▸ **文書本文**:
════════════════

第100回七栗リハビリテーションセミナー
日程
2016.9.1(木) 18:30-20:00
講師
岡本隆嗣先生(西広島リハビリテーション病院 院長)
演題名
回復期リハビリテーション病棟のレベルアップ!スピードアップ!フォローアップ!
講演内容
回復期リハビリテーション病棟創設前の1960年代では、高齢化率が6%と低く、温泉療養地を中心に物理療法等が主流であった。80年代では、都市型リハ病院が出現しはじめた。90年代では、高齢化率が12%と上昇し地域リハの定義が作成された。そして、2000年、介護保険制度施行にあたり、介護保険適応以前に可能な限り要介護状態を軽減し、在宅復帰を推進する事を目的に回復期リハビリテーション病棟が創設された。これにより、寝たきり防止、ADL向上、在宅復帰を促進することを目指した。この当時、我々七栗リハ部門が最短で最大のリハ効果を目指して、訓練室一体型病棟、複数担当制、毎日全日リハ実施をコンセプトとしたFIT(Full-time Integrated Treatment)programを立ち上げる事になった。
2001年、誰もがよりよいリハを受けられるように回復期リハ病棟の質的向上を図り、当該医療の発展に寄与するため回復期リハ病棟協会が設立された。各種研修会事業の実施、研究大会の開催、研究雑誌の発行、登録施設の実態調査などが行われている。
2016年度、診療報酬改定により実績指数(在院日数で補正した運動FIM効率)の導入がなされ、リハの提供量に見合った効果を明示することがより求められるようになった。また、目標設定等支援・管理料の設定がはじまり、ICFに沿った目標設定を提示し、リハ計画に反映させる必要がある。
リハのスピードアップを目指す上で、効率的な運動学習が必要となる。そのために、ゴールに応じた難易度設定がなされた課題指向型訓練やロボットを用いた反復練習の実施、さらには個別訓練時間外での介入も不可欠となる。

════════════════

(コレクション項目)

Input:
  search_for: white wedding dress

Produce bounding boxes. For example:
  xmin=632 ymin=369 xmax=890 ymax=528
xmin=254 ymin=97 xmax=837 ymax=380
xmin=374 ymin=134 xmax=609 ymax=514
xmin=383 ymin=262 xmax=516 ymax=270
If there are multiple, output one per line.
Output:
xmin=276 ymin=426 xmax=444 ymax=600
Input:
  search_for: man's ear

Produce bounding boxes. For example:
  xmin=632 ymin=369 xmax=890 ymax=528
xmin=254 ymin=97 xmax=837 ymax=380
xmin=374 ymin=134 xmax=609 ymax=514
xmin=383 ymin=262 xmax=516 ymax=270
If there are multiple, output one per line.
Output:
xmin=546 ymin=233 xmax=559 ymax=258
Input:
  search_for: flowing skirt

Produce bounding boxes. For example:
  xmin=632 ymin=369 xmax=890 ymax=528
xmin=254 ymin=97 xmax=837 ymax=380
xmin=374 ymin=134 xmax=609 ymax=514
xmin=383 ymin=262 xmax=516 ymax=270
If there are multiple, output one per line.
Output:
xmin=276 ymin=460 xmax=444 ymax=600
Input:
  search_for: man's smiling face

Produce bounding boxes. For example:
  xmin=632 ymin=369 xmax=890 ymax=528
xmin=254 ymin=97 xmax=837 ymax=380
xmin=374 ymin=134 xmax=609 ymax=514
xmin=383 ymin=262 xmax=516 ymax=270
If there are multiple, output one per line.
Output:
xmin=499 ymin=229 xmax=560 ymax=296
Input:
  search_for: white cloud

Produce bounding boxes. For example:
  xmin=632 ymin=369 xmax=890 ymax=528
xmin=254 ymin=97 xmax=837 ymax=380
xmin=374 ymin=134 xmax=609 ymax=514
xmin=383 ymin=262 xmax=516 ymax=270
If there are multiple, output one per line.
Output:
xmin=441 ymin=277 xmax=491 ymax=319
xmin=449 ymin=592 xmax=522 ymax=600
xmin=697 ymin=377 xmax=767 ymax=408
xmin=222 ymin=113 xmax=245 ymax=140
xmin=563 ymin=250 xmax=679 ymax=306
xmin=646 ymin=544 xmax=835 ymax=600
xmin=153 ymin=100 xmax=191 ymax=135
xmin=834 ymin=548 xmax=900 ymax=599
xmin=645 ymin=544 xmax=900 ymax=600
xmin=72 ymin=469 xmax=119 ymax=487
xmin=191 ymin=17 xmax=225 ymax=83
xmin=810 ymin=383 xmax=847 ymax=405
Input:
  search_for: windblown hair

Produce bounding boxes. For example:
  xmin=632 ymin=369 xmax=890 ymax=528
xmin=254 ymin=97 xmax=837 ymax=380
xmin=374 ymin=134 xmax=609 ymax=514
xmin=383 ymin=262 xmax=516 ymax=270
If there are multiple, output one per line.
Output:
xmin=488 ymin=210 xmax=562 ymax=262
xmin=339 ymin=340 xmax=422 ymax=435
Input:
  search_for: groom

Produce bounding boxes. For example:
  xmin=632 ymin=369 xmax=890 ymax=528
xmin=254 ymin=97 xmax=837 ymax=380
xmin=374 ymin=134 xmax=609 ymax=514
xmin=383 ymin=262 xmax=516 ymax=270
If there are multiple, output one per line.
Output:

════════════════

▸ **課題要件**:
• A. セミナー案内のうち「2001年、誰もがよりよいリハを」で始まる段落を、主要な事実を保ったまま箇条書きに書き換えてください。
• B. セミナー案内の一部を、「第100回七栗リハビリテーションセミナー」を含む語句から始め、「実態調査などが行われている。」の後で終えて、一字一句変えずに出力してください。
• C. セミナー案内によると、2016年度の診療報酬改定で導入された実績指数とは何ですか。

▸ **解答一覧**:
• A.
- 設立年:2001年
- 設立団体:回復期リハ病棟協会
- 目的:誰もがよりよいリハを受けられるよう回復期リハ病棟の質的向上を図り、当該医療の発展に寄与すること
- 主な活動:各種研修会事業の実施、研究大会の開催、研究雑誌の発行、登録施設の実態調査

• B.
第100回七栗リハビリテーションセミナー
日程
2016.9.1(木) 18:30-20:00
講師
岡本隆嗣先生(西広島リハビリテーション病院 院長)
演題名
回復期リハビリテーション病棟のレベルアップ!スピードアップ!フォローアップ!
講演内容
回復期リハビリテーション病棟創設前の1960年代では、高齢化率が6%と低く、温泉療養地を中心に物理療法等が主流であった。80年代では、都市型リハ病院が出現しはじめた。90年代では、高齢化率が12%と上昇し地域リハの定義が作成された。そして、2000年、介護保険制度施行にあたり、介護保険適応以前に可能な限り要介護状態を軽減し、在宅復帰を推進する事を目的に回復期リハビリテーション病棟が創設された。これにより、寝たきり防止、ADL向上、在宅復帰を促進することを目指した。この当時、我々七栗リハ部門が最短で最大のリハ効果を目指して、訓練室一体型病棟、複数担当制、毎日全日リハ実施をコンセプトとしたFIT(Full-time Integrated Treatment)programを立ち上げる事になった。
2001年、誰もがよりよいリハを受けられるように回復期リハ病棟の質的向上を図り、当該医療の発展に寄与するため回復期リハ病棟協会が設立された。各種研修会事業の実施、研究大会の開催、研究雑誌の発行、登録施設の実態調査などが行われている。

• C. 在院日数で補正した運動FIM効率です。